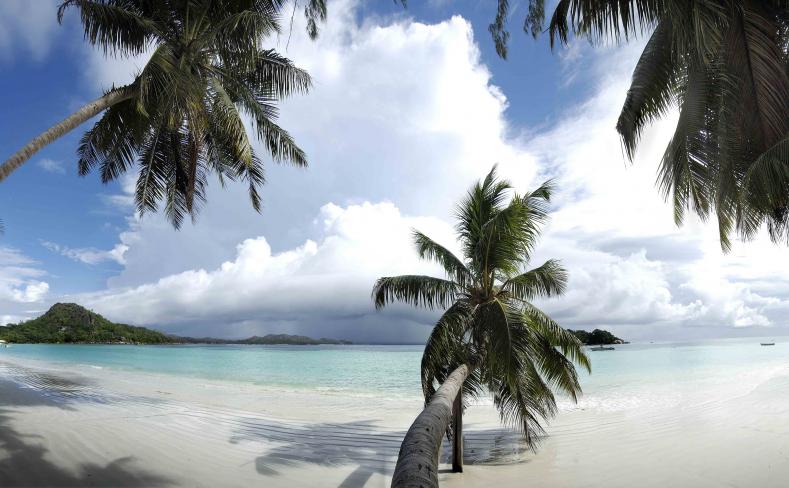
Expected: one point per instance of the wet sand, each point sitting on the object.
(101, 428)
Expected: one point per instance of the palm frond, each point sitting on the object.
(416, 290)
(117, 26)
(650, 95)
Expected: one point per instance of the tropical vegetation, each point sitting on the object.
(596, 337)
(70, 323)
(725, 65)
(490, 327)
(182, 118)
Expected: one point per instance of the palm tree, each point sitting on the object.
(725, 65)
(491, 332)
(181, 118)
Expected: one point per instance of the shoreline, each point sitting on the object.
(67, 426)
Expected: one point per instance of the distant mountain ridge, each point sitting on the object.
(597, 337)
(66, 323)
(72, 323)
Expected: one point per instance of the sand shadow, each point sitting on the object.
(24, 462)
(362, 445)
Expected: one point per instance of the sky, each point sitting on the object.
(409, 108)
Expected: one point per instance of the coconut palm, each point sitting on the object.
(181, 118)
(510, 348)
(725, 65)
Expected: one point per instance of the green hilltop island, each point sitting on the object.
(69, 323)
(597, 337)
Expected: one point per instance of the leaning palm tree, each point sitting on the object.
(725, 65)
(181, 118)
(491, 332)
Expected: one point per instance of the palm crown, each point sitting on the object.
(181, 117)
(513, 349)
(725, 65)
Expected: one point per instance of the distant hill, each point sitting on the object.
(69, 322)
(268, 340)
(72, 323)
(597, 336)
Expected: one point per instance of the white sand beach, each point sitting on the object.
(99, 428)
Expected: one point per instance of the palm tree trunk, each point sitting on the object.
(417, 463)
(457, 433)
(66, 125)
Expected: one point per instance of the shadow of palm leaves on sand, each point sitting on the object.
(25, 462)
(362, 445)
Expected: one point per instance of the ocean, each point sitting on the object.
(705, 414)
(649, 375)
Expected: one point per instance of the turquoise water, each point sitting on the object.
(335, 368)
(644, 371)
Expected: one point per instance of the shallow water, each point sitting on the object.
(688, 415)
(633, 375)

▶ **THE REQUEST**:
Reproduce word for word the data from the line containing "Expected: one point per instance of the shallow" through the end of the data, inclusive.

▶ **OUTPUT OF THE EXERCISE**:
Expected: one point per instance of the shallow water, each point sitting on the object.
(688, 415)
(633, 375)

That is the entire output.